Stated problem> Reproduce the passage of the patch that begins with the words "if (source.IsRegister() && destination.IsRegister())" and ends after "using a temporary.", swapping "temporary" for "scratch register".

Document segment>
^^^^
Optimizing: Replace x86 xchg use with xor sequence

On some x86 processors, xchg is serializing even when exchanging two
registers.  Replace the xchgl use with the 3 xor sequence to swap to
registers.  This is generally faster and doesn't serialize the machine.

Change-Id: Iea2cd993d3b70a103bbdd1dbf7818e26ae29387c
Signed-off-by: Mark Mendell <mark.p.mendell@intel.com>
diff --git a/compiler/optimizing/code_generator_x86.cc b/compiler/optimizing/code_generator_x86.cc
index e15eff9..676b842 100644
--- a/compiler/optimizing/code_generator_x86.cc
+++ b/compiler/optimizing/code_generator_x86.cc
@@ -4535,7 +4535,11 @@
   Location destination = move->GetDestination();
 
   if (source.IsRegister() && destination.IsRegister()) {
-    __ xchgl(destination.AsRegister<Register>(), source.AsRegister<Register>());
+    // Use XOR swap algorithm to avoid serializing XCHG instruction or using a temporary.
+    DCHECK_NE(destination.AsRegister<Register>(), source.AsRegister<Register>());
+    __ xorl(destination.AsRegister<Register>(), source.AsRegister<Register>());
+    __ xorl(source.AsRegister<Register>(), destination.AsRegister<Register>());
+    __ xorl(destination.AsRegister<Register>(), source.AsRegister<Register>());
   } else if (source.IsRegister() && destination.IsStackSlot()) {
     Exchange(source.AsRegister<Register>(), destination.GetStackIndex());
   } else if (source.IsStackSlot() && destination.IsRegister()) {
^^^^
Information shown>
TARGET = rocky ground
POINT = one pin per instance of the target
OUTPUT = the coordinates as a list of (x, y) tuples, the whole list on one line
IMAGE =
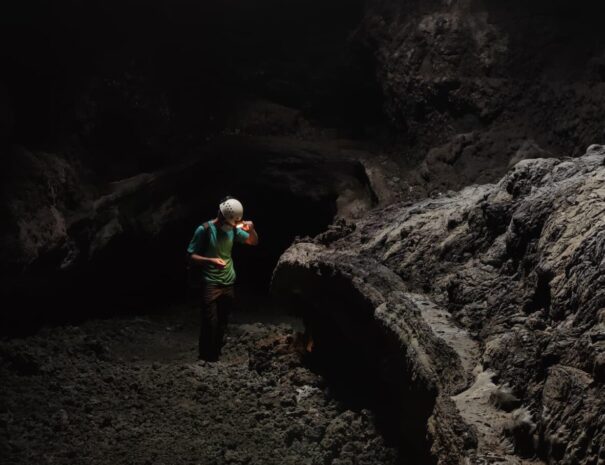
^^^^
Problem solution>
if (source.IsRegister() && destination.IsRegister()) {
-    __ xchgl(destination.AsRegister<Register>(), source.AsRegister<Register>());
+    // Use XOR swap algorithm to avoid serializing XCHG instruction or using a scratch register.